- Exercise aim
Print the entire listing. Each line must match the original exactly.

# Record excerpts start

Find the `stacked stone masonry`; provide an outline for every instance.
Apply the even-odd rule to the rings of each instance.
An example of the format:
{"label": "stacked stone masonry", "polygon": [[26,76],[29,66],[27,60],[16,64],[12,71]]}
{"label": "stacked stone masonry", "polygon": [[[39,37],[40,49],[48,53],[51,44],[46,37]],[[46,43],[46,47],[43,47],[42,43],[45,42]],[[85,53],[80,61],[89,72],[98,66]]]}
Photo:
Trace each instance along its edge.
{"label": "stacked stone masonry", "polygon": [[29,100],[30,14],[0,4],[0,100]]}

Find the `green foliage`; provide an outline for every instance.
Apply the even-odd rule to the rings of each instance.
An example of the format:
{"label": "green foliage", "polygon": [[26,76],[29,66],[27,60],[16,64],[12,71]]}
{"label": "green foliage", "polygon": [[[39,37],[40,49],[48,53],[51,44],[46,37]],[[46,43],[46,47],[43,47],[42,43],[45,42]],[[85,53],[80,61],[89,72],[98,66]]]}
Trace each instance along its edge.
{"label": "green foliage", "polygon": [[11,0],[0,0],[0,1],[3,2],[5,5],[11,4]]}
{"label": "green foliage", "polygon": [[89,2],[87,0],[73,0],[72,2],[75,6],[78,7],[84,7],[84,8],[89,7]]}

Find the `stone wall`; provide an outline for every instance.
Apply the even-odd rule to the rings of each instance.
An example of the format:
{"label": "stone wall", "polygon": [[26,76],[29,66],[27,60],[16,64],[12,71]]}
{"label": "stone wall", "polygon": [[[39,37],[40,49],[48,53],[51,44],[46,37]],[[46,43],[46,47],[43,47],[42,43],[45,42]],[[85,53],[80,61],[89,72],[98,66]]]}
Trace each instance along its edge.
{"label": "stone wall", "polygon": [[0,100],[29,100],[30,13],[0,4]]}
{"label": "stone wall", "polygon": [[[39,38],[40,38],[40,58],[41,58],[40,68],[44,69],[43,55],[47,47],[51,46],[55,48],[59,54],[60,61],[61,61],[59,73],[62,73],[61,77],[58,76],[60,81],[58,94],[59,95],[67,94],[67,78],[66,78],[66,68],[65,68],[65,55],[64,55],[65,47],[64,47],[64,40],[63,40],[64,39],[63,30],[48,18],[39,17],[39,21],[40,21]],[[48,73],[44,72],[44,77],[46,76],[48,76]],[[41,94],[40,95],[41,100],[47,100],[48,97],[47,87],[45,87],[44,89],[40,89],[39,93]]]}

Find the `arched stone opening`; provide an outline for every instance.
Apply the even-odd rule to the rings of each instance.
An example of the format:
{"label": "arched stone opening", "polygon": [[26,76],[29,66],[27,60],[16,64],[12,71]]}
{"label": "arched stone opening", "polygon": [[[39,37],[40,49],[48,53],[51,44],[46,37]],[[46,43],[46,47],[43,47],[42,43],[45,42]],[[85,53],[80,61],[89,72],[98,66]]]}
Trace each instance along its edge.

# Record excerpts end

- Response
Find the `stacked stone masonry`; provide an outline for every instance.
Apply the even-odd rule to the rings of each instance.
An example of the format:
{"label": "stacked stone masonry", "polygon": [[26,76],[29,66],[27,60],[16,64],[12,71]]}
{"label": "stacked stone masonry", "polygon": [[[39,37],[40,49],[48,53],[51,44],[46,37]],[[46,43],[46,47],[43,47],[42,43],[45,42]],[[85,53],[80,61],[89,72],[98,66]]]}
Photo:
Trace each instance along its edge.
{"label": "stacked stone masonry", "polygon": [[29,100],[30,14],[0,4],[0,100]]}

Find the `green foliage`; provide an outline for every instance.
Apply the even-odd rule to the rings of each instance.
An example of the format:
{"label": "green foliage", "polygon": [[26,76],[29,66],[27,60],[16,64],[12,71]]}
{"label": "green foliage", "polygon": [[[39,37],[40,49],[48,53],[51,44],[46,37]],[[46,43],[46,47],[43,47],[42,43],[45,42]],[[85,53],[80,61],[89,72],[98,66]]]}
Trace each instance along its edge.
{"label": "green foliage", "polygon": [[11,0],[0,0],[0,1],[3,2],[5,5],[11,4]]}
{"label": "green foliage", "polygon": [[89,2],[87,0],[73,0],[72,2],[75,6],[78,7],[84,7],[84,8],[89,7]]}

Find the `stone wall`; provide an outline for every instance.
Apply the even-odd rule to the rings of each instance.
An example of the format:
{"label": "stone wall", "polygon": [[26,76],[29,66],[27,60],[16,64],[12,71]]}
{"label": "stone wall", "polygon": [[[39,37],[40,49],[48,53],[51,44],[46,37]],[[46,43],[46,47],[43,47],[42,43],[45,42]],[[85,53],[80,61],[89,72],[98,66]]]}
Trace each instance along its edge.
{"label": "stone wall", "polygon": [[0,100],[29,100],[30,13],[0,4]]}
{"label": "stone wall", "polygon": [[[39,38],[40,38],[40,58],[41,58],[40,68],[44,69],[43,55],[47,47],[51,46],[55,48],[59,54],[60,61],[61,61],[59,73],[62,73],[61,77],[58,76],[60,81],[58,94],[59,95],[67,94],[67,78],[66,78],[66,68],[65,68],[65,55],[64,55],[65,47],[64,47],[64,40],[63,40],[64,39],[63,30],[48,18],[39,17],[39,21],[40,21]],[[48,73],[44,72],[44,77],[46,76],[48,76]],[[41,94],[40,95],[41,100],[47,100],[48,97],[47,87],[45,87],[44,89],[40,89],[39,93]]]}

Find the `arched stone opening`; provide an outline for every instance.
Apply the even-odd rule to the rings of each instance.
An example of the format:
{"label": "arched stone opening", "polygon": [[26,76],[29,66],[27,60],[16,64],[12,71]]}
{"label": "arched stone opening", "polygon": [[[39,37],[40,49],[48,53],[51,44],[46,37]],[[46,43],[46,47],[43,47],[42,43],[45,42]],[[85,53],[80,61],[89,72],[98,66]]]}
Trace each instance along its edge.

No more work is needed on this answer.